━━ SUPPLIED INFORMATION
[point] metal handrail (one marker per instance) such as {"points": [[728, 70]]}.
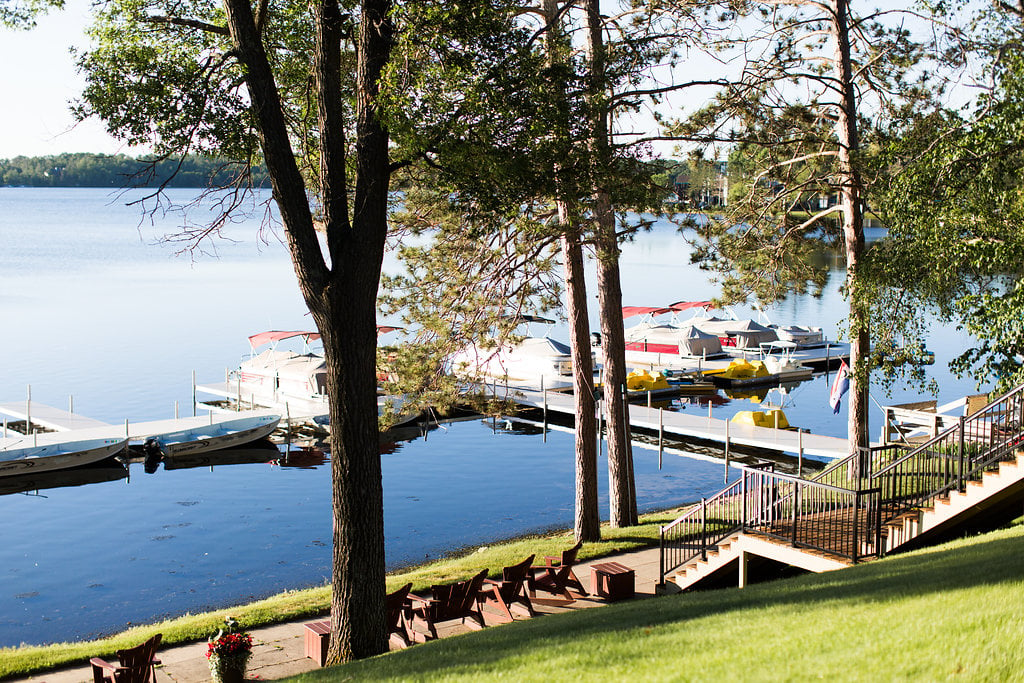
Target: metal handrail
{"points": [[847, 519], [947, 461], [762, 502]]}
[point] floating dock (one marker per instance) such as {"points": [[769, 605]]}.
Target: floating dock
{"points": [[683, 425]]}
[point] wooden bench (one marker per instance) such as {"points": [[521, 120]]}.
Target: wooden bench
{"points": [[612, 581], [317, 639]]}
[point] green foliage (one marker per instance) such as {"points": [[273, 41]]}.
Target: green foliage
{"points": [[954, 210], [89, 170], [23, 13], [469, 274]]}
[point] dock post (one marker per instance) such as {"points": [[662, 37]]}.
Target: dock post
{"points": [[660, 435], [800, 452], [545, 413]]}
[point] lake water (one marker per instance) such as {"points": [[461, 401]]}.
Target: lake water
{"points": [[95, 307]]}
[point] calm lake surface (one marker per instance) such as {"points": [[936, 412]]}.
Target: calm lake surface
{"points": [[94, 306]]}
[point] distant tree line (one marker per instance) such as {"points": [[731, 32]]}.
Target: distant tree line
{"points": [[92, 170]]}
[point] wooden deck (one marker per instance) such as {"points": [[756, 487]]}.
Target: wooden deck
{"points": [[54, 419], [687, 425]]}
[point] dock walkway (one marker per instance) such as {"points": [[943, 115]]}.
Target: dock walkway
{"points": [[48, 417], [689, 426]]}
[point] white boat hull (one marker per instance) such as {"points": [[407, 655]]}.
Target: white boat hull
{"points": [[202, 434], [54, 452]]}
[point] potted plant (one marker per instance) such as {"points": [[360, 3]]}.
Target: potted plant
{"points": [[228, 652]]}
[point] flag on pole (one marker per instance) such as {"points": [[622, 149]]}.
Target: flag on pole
━━━━
* [DIRECTIONS FOR THIS TASK] Put every line of the rows above into a numbered list and skip any blank lines. Leave the picture out of your answer.

* [THE COMPLETED TASK]
1. [point] metal handrail (one marker per instance) such as {"points": [[728, 70]]}.
2. Target: metal handrail
3. {"points": [[847, 519], [947, 461], [762, 502]]}
4. [point] floating dock (one marker per instance) such as {"points": [[769, 605]]}.
5. Target: floating dock
6. {"points": [[683, 425]]}
7. [point] wooden bench (one marker per instance) such as {"points": [[521, 120]]}.
8. Target: wooden bench
9. {"points": [[612, 581], [317, 639]]}
10. [point] green foliage (one marker per instance) such as {"points": [[273, 41]]}.
11. Target: green foliage
12. {"points": [[954, 210], [89, 170], [23, 13], [469, 274]]}
13. [point] dock post (one marker per instance) such as {"points": [[662, 37]]}.
14. Target: dock post
15. {"points": [[660, 435], [800, 452], [545, 413]]}
16. [point] lake water (one marker per instance) such as {"points": [[461, 401]]}.
17. Target: lake water
18. {"points": [[95, 307]]}
19. [point] calm lake surface (one marker per instance) such as {"points": [[936, 412]]}.
20. Target: calm lake surface
21. {"points": [[94, 306]]}
22. [point] distant tree line (one marker per instance) such as {"points": [[731, 32]]}.
23. Target: distant tree line
24. {"points": [[92, 170]]}
25. [point] wooden deck (one marker per instance) such as {"points": [[756, 487]]}.
26. Target: wooden deck
27. {"points": [[54, 419], [687, 425]]}
28. [point] dock walkway (one marker per instance) such as {"points": [[943, 115]]}.
29. Target: dock walkway
30. {"points": [[48, 417], [689, 426]]}
31. [point] white boat hull (one marker per instance) such as {"points": [[407, 655]]}.
32. Target: white boat hull
33. {"points": [[202, 434], [54, 452]]}
34. [point] potted plant (one marker per instance) such as {"points": [[360, 3]]}.
35. Target: potted plant
36. {"points": [[228, 652]]}
37. [point] flag on pole (one marker per instance) such as {"points": [[622, 149]]}.
38. Target: flag on pole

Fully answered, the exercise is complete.